Notes on feasibility across applications

  • Cost and latency depend on DSA indexer determinism (torch.topk) and long-context serving optimizations; instability of non-deterministic top-k harms RL/generalization.
  • Safety and governance are pivotal for agentic autonomy, especially with tool use and code execution; robust sandboxing, auditability, and human-in-the-loop controls are required.
  • Licensing and data governance (PII, IP, compliance) determine where open-weight deployment is permissible.
  • Performance on domestic chips depends on kernel maturity and framework parity; plan for staged rollouts and profiling.
  • Quantization (INT4 QAT) requires matching kernels between training and inference to avoid accuracy drift.

Glossary

  • Agent RL: Reinforcement learning algorithms applied specifically to autonomous agents. "we present novel asynchronous Agent RL algorithms designed to enhance the quality of autonomous decision-making."
  • Agentic engineering: Designing AI systems as autonomous agents capable of planning and acting in complex environments. "to transition the paradigm of vibe coding to agentic engineering."
  • Agentic RL: Reinforcement learning tailored to improve agent behaviors over long horizons and complex tasks. "Agentic RL"
  • ARC (Agentic, Reasoning, and Coding): A capability triad combining agent skills, logical reasoning, and programming. "Building upon the agentic, reasoning, and coding (ARC) capabilities of its predecessor"
  • AGI: A form of AI aiming for general, human-level intelligence across diverse tasks. "The pursuit of AGI"
  • Beam search: A heuristic search strategy that explores a limited set of top candidates at each step. "We employ a beam search strategy to determine the configuration that maximizes performance on long-context downstream tasks."
  • Catastrophic forgetting: Loss of previously learned capabilities when training on new objectives without safeguards. "to prevent catastrophic forgetting"
  • Context-parallel groups: Data-parallel subdivisions that split sequences across devices to handle long contexts efficiently. "flexible partitioning of data parallel ranks into context-parallel groups of varying sizes"
  • Cross-Stage Distillation (On-Policy Cross-Stage Distillation): Knowledge transfer across sequential training stages while keeping data distribution on-policy. "On-Policy Cross-Stage Distillation throughout this process to prevent catastrophic forgetting"

TASK PROMPT:
State whether each statement agrees with the feasibility notes and glossary above. Answer yes or no, and quote the words of the text that decide it.
1. INT4 QAT quantization needs matching kernels between training and inference.
2. Beam search explores every candidate at each step.
3. On-Policy Cross-Stage Distillation is used to prevent catastrophic forgetting.
The lines after this point come from a separate source.

GIVEN INFORMATION:
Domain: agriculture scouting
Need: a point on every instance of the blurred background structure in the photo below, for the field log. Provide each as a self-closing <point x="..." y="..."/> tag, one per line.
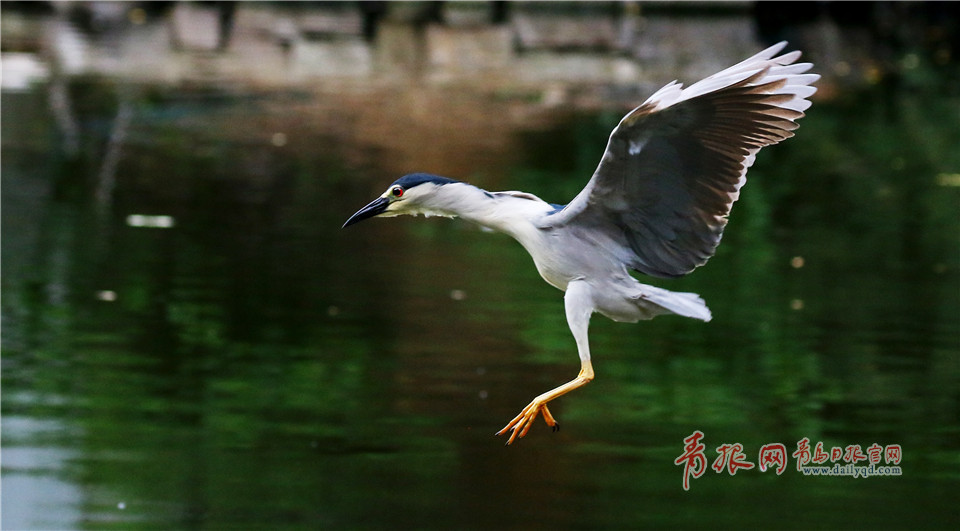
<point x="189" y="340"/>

RESULT OF THE TASK:
1. Yes: "Quantization (INT4 QAT) requires matching kernels between training and inference to avoid accuracy drift."
2. No: "explores a limited set of top candidates at each step."
3. Yes: "On-Policy Cross-Stage Distillation throughout this process to prevent catastrophic forgetting"